- _SOURCE EXTRACT_:

= = = =

Stream chunking algorithm chain. Each chunker is one of:
'buzhash', 'fixed-size', 'pad-finder', 'pigz', 'rabin'
--cid-multibase=string
Use this multibase when encoding CIDs for output. One of
'base32', 'base36'. Default: [base32]
--collectors=co1_o1.1_o1.2_..._o1.N__co2_...
Node-forming algorithm chain. Each collector is one of:
'fixed-cid-refs-size', 'fixed-outdegree', 'none',
'shrubber', 'trickle'
--emit-stderr=comma,sep,emitters
One or more emitters to activate on stdERR. Available
emitters are 'car-v0-fifos-xargs', 'car-v0-pinless-stream',
'chunks-jsonl', 'none', 'roots-jsonl', 'stats-jsonl',
'stats-text'. Default: [stats-text]
--emit-stdout=comma,sep,emitters
One or more emitters to activate on stdOUT. Available
emitters same as above. Default: [roots-jsonl]
--hash=algname
Hash function to use, one of: 'blake2b-256', 'murmur3-128',
'none', 'sha2-256', 'sha2-256-gocore', 'sha3-512'
--hash-bits=integer
Amount of bits taken from *start* of the hash output.
Default: [256]
-h, --help Display basic help
--help-all Display full help including options for every currently
supported chunker/collector/encoder
--inline-max-size=bytes
Use identity-CID to refer to blocks having on-wire size at
or below the specified value (36 is recommended), 0 disables
--ipfs-add-compatible-command=cmdstring
A complete go-ipfs/js-ipfs add command serving as a basis
config (any conflicting option will take precedence)
--multipart Expect multiple SInt64BE-size-prefixed streams on stdIN
--node-encoder=encname_opt1_opt2_..._optN
The IPLD-ish node encoder to use, one of: 'unixfsv1'
--ring-buffer-min-sysread=bytes
(EXPERT SETTING) Perform next read(2) only when the
specified amount of free space is available in the buffer.
Default: [262144]
--ring-buffer-size=bytes
The size of the quantized ring buffer used for ingestion.

= = = =

- _RECORD SET_:
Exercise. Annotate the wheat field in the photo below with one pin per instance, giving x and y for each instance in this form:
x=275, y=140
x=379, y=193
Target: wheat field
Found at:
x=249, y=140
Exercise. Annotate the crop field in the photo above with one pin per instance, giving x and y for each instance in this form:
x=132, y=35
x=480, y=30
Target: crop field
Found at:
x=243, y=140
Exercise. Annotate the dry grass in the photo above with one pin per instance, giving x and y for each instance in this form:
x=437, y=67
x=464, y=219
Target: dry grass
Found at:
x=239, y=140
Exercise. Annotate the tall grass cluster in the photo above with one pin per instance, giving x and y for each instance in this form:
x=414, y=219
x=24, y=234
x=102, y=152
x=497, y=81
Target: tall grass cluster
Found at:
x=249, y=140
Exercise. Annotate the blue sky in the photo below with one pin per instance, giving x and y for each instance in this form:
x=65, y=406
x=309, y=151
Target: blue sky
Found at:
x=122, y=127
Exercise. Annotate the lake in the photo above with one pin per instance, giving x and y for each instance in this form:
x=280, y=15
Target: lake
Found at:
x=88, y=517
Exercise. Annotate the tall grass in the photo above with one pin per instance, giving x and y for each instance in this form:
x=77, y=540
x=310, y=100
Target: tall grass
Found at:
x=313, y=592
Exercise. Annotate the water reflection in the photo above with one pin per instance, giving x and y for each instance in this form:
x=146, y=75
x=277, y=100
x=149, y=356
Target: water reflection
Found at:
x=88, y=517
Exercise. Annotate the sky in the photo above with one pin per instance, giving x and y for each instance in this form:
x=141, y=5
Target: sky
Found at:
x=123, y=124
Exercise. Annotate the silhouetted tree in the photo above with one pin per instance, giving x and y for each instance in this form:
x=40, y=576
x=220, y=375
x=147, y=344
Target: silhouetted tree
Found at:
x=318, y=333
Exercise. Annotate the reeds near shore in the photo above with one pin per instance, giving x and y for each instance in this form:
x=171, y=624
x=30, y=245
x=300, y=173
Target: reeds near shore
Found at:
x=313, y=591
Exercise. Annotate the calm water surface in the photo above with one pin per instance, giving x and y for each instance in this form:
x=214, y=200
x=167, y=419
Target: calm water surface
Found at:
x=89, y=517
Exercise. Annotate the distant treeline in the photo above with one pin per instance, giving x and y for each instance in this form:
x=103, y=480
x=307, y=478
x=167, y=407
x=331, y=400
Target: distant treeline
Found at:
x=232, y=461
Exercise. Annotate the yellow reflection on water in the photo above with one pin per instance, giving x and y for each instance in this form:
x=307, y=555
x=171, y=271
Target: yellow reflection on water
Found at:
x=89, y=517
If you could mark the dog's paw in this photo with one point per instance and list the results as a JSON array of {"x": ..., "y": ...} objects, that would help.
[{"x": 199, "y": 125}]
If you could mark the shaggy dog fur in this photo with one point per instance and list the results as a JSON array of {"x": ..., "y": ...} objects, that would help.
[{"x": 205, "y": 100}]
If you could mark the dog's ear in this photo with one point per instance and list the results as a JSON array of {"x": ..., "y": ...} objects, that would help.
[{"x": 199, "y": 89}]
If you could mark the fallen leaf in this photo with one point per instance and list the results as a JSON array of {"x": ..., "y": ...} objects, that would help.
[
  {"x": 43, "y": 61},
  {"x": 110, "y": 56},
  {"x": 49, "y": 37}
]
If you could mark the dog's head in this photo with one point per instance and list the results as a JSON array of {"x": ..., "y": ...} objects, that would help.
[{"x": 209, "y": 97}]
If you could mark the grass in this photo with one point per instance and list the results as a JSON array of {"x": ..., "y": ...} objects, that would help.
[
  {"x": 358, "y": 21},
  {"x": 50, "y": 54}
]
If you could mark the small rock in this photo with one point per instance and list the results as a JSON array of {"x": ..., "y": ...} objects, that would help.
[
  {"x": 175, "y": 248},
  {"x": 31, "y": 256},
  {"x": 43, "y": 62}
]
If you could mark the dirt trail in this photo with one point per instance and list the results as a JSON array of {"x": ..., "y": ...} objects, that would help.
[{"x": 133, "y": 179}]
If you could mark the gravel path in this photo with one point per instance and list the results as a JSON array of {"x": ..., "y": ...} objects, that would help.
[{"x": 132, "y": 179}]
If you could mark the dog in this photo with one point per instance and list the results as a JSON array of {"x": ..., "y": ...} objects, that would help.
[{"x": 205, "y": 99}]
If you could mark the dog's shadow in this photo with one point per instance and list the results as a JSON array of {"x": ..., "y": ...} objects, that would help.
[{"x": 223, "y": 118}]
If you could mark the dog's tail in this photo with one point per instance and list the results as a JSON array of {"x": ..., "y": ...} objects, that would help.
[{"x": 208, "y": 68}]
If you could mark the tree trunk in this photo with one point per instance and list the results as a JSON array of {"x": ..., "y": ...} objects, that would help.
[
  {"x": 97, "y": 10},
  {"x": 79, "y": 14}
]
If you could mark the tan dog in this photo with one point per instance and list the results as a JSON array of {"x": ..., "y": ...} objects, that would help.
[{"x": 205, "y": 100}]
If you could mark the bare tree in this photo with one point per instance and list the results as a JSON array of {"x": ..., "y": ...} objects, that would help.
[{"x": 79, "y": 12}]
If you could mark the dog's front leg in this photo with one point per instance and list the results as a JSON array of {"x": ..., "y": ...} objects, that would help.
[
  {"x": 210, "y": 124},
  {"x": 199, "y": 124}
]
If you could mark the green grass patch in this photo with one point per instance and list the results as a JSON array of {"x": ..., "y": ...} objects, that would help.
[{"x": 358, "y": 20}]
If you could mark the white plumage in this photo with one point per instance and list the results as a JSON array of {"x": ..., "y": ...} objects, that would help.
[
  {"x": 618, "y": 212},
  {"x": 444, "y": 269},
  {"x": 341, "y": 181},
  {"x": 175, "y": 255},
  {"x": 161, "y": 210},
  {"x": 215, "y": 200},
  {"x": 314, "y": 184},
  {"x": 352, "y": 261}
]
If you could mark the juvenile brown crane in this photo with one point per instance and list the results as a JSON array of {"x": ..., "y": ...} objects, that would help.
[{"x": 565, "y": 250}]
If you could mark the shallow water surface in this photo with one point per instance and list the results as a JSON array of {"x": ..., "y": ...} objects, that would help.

= = = =

- _YOUR TASKS_:
- A) According to the option listing, which emitter is active on stdout by default?
- B) Write the next few lines of the option listing for the chunking tool, picking up after its final line.
The records have nothing to do with the option listing.

- _REPLIES_:
- A) roots-jsonl

- B)
Default: [25165824]
--ring-buffer-sync-size=bytes
(EXPERT SETTING) The size of each buffer synchronization
sector. Default: [65536]
--skip-nul-inputs
Instead of emitting an IPFS-compatible zero-length CID, skip
zero-length streams outright
--stats-active=uint
A bitfield representing activated stat aggregations:
bit0:BlockSizing, bit1:RingbufferTiming. Default: [1]
[C]ollector 'fixed-cid-refs-size'
Forms a DAG where the amount of bytes taken by CID references is limited
for every individual node. The IPLD-link referencing overhead, aside from
the CID length itself, is *NOT* considered.
------------
SubOptions
max-cid-refs-size=[160:]
Maximum cumulative byte-size of CID references within a node
[C]ollector 'fixed-outdegree'
Forms a DAG where every node has a fixed outdegree (amount of children).
The last (right-most) node in each DAG layer may have a lower outdegree.
------------
SubOptions
max-outdegree=[2:]
Maximum outdegree (children) for a node (IPFS default: 174)
[C]ollector 'none'
Does not form a DAG, nor emits a root CID. Simply redirects chunked data
to /dev/null. Takes no arguments.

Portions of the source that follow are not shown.